§ Items for identifying locations:
↓↓↓
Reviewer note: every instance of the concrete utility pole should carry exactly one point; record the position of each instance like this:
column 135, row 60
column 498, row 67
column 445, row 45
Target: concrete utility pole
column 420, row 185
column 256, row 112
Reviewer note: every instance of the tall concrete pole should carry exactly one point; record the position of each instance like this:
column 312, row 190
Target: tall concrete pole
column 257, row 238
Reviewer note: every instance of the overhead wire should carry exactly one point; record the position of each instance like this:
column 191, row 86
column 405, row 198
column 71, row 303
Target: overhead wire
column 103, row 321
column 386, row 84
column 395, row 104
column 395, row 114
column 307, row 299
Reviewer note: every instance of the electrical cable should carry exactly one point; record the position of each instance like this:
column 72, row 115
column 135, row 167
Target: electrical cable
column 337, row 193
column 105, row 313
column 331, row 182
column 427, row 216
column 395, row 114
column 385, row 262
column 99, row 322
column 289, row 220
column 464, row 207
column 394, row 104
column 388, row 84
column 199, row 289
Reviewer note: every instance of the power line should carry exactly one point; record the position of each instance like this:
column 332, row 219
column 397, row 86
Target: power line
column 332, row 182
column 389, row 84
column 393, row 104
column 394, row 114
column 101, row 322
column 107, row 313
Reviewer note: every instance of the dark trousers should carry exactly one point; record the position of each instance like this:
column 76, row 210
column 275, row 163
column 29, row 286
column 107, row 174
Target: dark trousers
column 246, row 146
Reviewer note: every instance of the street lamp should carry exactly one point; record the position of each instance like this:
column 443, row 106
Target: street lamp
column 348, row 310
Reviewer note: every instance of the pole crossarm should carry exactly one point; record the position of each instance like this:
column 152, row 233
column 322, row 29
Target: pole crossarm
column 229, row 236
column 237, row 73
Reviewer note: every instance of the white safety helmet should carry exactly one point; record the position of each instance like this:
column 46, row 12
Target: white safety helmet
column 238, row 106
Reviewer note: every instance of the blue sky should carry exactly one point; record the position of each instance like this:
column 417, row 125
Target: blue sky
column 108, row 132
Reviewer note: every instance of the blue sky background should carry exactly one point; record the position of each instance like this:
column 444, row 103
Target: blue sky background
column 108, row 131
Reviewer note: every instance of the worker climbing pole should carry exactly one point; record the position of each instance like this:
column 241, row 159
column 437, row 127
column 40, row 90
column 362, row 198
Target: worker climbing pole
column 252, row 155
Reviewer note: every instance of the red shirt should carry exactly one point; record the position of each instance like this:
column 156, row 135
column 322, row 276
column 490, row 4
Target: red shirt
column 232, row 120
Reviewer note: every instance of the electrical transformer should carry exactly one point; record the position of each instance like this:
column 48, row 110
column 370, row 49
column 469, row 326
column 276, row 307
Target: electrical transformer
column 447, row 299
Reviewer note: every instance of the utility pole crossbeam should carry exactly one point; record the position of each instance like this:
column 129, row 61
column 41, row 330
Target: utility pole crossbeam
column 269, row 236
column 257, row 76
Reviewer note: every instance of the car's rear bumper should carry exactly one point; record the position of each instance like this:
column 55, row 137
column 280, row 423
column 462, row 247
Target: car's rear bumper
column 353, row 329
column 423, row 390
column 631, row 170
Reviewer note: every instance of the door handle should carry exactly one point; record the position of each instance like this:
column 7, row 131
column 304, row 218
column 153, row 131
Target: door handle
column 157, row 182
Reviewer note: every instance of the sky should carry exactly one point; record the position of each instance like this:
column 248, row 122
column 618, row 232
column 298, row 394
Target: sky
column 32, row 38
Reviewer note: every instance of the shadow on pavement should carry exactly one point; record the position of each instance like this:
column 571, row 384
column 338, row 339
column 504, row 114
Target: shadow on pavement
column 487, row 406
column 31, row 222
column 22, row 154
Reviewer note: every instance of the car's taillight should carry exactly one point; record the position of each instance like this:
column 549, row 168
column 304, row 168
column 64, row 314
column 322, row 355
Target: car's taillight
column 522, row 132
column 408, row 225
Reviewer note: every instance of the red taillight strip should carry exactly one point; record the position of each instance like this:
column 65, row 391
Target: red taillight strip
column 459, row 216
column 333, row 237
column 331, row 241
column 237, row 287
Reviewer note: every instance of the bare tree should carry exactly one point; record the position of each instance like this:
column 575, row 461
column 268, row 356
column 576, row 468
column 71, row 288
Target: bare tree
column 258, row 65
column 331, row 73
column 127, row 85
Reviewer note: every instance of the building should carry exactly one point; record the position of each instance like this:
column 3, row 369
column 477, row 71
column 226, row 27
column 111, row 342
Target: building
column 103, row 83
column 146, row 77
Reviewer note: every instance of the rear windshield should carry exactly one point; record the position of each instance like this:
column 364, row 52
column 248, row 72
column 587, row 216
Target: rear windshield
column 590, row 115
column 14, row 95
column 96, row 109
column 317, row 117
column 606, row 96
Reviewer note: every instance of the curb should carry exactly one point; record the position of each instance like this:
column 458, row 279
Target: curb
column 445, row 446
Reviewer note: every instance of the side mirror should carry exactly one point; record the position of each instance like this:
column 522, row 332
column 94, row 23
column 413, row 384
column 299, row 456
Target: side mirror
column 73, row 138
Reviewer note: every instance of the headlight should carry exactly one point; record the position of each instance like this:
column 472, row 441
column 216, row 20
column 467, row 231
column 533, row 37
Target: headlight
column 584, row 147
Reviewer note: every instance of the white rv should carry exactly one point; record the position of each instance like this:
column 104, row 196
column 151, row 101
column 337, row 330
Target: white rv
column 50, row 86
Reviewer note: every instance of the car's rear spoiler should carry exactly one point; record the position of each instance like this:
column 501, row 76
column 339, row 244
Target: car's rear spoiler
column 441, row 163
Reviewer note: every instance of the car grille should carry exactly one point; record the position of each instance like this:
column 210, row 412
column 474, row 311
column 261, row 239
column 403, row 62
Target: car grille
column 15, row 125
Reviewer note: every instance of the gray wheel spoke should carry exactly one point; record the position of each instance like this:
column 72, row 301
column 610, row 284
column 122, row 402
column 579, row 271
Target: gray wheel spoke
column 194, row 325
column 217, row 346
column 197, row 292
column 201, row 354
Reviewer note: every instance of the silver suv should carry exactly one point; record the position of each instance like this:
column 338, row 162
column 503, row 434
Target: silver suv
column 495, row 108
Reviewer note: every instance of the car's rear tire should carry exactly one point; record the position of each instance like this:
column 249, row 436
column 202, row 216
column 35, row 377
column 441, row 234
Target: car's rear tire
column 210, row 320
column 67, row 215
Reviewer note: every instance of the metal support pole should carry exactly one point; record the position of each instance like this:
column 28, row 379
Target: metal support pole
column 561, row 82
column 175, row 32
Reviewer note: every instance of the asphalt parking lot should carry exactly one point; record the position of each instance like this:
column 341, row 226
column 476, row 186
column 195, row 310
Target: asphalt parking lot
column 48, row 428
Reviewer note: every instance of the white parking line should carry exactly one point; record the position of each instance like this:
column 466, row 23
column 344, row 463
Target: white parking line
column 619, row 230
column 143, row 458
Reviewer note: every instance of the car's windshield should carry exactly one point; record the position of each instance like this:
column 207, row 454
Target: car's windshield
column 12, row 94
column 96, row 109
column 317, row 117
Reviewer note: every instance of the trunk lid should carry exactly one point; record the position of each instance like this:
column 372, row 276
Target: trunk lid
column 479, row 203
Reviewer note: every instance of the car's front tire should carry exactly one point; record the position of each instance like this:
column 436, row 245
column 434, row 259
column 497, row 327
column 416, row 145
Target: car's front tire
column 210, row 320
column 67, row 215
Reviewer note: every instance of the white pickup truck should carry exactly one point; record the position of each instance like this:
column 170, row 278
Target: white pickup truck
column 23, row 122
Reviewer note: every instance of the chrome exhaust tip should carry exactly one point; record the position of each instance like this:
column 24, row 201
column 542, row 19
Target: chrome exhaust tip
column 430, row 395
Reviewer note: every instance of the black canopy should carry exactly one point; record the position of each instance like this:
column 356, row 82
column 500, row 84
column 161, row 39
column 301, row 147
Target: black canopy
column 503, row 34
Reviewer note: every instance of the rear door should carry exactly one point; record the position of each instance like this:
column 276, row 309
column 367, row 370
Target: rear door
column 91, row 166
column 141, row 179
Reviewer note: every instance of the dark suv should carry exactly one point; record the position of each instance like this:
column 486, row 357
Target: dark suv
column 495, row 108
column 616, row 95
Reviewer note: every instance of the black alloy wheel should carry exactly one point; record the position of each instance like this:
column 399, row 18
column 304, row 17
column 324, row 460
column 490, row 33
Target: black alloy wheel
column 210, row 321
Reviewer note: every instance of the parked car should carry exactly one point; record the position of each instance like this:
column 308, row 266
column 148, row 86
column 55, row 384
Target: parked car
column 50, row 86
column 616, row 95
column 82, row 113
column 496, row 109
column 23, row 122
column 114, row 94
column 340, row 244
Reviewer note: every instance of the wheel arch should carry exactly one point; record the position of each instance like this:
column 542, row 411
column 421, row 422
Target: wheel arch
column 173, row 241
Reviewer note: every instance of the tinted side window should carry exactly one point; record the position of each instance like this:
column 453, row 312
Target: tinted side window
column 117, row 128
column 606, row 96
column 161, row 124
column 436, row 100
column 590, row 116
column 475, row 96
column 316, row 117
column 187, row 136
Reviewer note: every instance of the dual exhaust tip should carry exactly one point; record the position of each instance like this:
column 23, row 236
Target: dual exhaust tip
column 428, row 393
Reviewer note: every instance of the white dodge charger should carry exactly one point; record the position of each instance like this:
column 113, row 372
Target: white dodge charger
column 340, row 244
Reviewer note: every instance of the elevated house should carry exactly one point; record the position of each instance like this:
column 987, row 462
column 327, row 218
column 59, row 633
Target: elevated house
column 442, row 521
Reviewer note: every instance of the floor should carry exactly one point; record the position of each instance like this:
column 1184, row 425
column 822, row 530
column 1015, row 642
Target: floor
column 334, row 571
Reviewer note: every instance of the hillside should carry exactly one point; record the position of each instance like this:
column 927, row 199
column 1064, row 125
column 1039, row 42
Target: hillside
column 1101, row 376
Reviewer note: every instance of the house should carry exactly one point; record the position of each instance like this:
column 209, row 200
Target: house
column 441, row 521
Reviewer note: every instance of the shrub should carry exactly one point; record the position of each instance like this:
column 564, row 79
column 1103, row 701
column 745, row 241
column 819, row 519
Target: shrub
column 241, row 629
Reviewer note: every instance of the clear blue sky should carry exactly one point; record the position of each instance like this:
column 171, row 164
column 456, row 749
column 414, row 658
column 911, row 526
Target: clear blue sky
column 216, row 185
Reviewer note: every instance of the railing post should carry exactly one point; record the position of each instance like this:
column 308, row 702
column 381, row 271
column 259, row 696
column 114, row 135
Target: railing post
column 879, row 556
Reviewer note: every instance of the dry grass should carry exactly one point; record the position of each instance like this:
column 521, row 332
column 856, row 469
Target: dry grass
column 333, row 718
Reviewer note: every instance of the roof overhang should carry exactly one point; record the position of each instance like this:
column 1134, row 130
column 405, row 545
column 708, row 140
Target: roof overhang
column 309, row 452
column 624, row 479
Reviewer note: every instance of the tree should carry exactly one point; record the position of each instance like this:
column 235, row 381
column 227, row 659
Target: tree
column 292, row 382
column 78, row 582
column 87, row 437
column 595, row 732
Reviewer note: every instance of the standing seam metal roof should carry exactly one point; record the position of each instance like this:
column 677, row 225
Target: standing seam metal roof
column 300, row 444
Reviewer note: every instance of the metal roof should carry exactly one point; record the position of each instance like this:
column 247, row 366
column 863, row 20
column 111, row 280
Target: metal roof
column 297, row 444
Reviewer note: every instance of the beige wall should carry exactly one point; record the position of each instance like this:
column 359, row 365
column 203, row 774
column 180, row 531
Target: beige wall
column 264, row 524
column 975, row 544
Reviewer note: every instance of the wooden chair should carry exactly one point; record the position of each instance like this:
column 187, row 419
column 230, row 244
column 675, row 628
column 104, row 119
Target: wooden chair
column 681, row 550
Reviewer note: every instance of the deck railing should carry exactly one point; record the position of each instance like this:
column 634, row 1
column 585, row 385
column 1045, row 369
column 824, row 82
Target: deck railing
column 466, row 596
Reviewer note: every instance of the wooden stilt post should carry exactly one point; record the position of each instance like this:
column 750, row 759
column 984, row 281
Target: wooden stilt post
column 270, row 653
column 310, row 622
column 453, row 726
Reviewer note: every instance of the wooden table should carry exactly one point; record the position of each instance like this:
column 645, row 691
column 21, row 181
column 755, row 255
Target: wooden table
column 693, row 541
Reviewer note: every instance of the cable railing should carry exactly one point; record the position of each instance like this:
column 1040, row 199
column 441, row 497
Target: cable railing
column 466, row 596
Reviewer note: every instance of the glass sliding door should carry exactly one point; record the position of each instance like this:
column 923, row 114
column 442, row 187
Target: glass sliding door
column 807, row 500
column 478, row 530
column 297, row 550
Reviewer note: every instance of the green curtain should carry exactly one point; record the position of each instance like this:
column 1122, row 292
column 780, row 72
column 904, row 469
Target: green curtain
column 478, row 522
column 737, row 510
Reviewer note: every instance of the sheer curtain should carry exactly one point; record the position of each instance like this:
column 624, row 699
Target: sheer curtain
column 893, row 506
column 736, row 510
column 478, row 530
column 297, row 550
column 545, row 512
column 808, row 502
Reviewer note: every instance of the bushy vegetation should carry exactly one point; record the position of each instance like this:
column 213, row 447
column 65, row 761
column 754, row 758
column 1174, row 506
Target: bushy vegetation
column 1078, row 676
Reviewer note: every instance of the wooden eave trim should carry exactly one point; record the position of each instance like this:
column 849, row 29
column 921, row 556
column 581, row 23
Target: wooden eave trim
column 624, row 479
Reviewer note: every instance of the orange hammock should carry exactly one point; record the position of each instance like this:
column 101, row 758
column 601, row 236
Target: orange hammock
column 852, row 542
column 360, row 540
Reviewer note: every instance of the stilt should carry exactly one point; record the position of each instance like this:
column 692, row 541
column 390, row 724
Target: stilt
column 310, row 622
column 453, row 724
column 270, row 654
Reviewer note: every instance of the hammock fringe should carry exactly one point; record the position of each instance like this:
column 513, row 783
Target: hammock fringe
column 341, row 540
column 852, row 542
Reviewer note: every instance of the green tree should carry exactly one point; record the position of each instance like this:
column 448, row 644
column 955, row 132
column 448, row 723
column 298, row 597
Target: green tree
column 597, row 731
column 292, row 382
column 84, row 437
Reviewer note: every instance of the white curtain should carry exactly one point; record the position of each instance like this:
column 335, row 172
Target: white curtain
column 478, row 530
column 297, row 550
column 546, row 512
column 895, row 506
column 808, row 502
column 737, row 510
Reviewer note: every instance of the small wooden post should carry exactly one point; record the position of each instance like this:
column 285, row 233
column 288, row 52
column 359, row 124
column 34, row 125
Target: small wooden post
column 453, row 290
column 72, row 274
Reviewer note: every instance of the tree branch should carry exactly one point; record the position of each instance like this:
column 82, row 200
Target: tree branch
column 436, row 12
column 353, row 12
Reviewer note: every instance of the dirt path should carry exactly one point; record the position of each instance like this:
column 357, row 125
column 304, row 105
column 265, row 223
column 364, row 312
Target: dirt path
↑↑↑
Can you quote word for word the lines from the rows above, starting at the line that has "Reviewer note: every instance of the bare" and stopping after the line that has "column 73, row 138"?

§ Complete output:
Reviewer note: every instance of the bare tree should carry exactly one point; record the position of each instance like this:
column 575, row 461
column 268, row 356
column 576, row 468
column 71, row 288
Target: bare tree
column 258, row 65
column 331, row 73
column 127, row 85
Reviewer note: every instance of the building should carry exactly one point; record the position of each instance like this:
column 3, row 369
column 477, row 71
column 226, row 27
column 111, row 342
Target: building
column 103, row 83
column 146, row 77
Reviewer note: every instance of the rear windshield should carry exactly one point; record the position of each instance like this:
column 364, row 52
column 248, row 72
column 587, row 216
Target: rear windshield
column 590, row 115
column 14, row 95
column 96, row 109
column 317, row 117
column 606, row 96
Reviewer note: every instance of the curb should carry exactly one point; record the position of each instance like this:
column 458, row 279
Target: curb
column 445, row 446
Reviewer note: every instance of the side mirror should carry exactly one point; record the position of each instance like this:
column 522, row 332
column 94, row 23
column 413, row 384
column 299, row 456
Target: side mirror
column 73, row 138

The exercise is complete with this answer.